ABOUT THIS EXERCISE >> From the line containing "<point>517,273</point>" through the last line of the material, copy every line exactly, both ends inclusive; do not copy pictures.

* * * * * * * * *

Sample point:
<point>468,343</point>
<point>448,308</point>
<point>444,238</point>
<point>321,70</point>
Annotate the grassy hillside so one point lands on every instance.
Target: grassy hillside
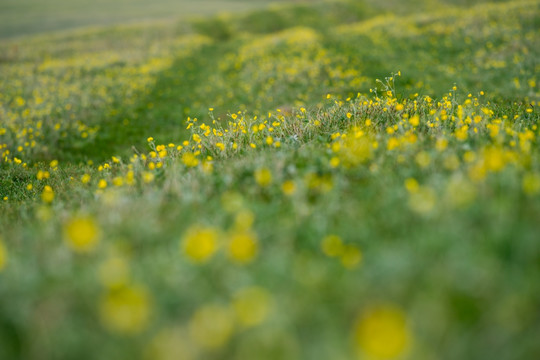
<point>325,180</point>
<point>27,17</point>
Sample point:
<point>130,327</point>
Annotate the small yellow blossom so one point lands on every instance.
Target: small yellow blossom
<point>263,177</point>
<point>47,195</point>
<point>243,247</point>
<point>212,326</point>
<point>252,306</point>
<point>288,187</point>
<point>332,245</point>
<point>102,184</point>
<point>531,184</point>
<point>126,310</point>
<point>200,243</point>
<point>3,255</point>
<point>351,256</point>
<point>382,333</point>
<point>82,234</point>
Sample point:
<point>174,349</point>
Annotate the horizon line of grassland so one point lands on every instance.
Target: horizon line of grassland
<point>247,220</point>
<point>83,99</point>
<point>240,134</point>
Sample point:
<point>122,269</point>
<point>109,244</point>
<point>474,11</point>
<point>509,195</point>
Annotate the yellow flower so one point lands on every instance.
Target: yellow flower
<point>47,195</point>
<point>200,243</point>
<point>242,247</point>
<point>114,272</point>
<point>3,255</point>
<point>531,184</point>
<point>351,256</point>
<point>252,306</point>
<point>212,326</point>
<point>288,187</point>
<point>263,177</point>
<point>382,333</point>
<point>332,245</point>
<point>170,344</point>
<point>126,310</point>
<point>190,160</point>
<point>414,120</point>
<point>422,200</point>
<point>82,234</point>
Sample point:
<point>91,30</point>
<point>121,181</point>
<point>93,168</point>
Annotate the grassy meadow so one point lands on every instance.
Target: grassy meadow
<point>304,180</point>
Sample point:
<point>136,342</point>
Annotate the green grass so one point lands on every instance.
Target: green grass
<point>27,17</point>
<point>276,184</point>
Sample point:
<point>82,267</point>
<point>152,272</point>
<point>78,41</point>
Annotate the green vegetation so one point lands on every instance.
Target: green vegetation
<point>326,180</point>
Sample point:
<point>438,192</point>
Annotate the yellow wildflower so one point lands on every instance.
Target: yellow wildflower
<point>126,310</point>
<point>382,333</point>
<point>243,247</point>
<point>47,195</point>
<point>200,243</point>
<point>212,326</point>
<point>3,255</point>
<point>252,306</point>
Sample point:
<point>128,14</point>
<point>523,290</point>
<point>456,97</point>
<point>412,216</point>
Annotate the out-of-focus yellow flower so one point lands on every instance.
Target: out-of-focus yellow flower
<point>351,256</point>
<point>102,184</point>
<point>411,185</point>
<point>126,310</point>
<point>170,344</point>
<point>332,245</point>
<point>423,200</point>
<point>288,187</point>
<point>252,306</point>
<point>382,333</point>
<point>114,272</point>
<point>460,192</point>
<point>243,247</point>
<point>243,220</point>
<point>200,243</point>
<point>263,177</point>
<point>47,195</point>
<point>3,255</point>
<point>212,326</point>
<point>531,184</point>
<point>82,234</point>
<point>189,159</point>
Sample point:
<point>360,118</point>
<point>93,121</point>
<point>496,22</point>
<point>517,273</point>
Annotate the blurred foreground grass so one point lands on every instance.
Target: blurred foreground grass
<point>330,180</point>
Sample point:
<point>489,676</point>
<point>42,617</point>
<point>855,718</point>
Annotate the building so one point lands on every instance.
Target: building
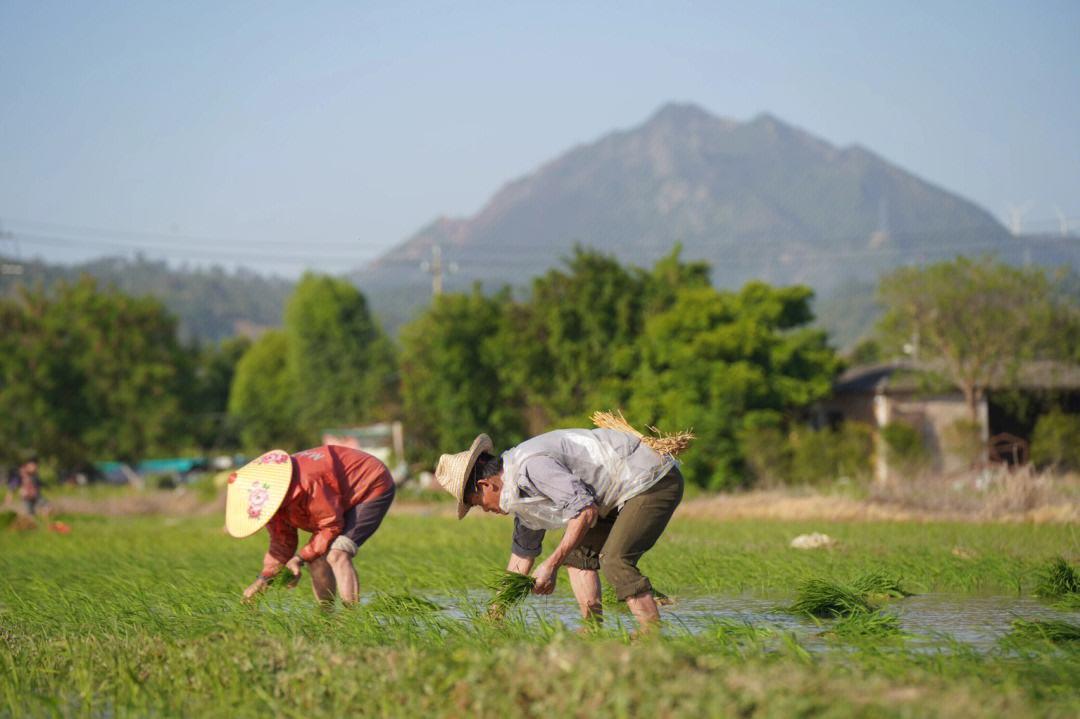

* * * * * * * * *

SOLVED EXERCISE >>
<point>517,273</point>
Annotate the blurred foreground grass so one point lands on every instance.
Target: blurred foreground grass
<point>330,180</point>
Sample point:
<point>489,676</point>
<point>42,617</point>
<point>855,718</point>
Annotate the building so one point lands on every instance.
Target: building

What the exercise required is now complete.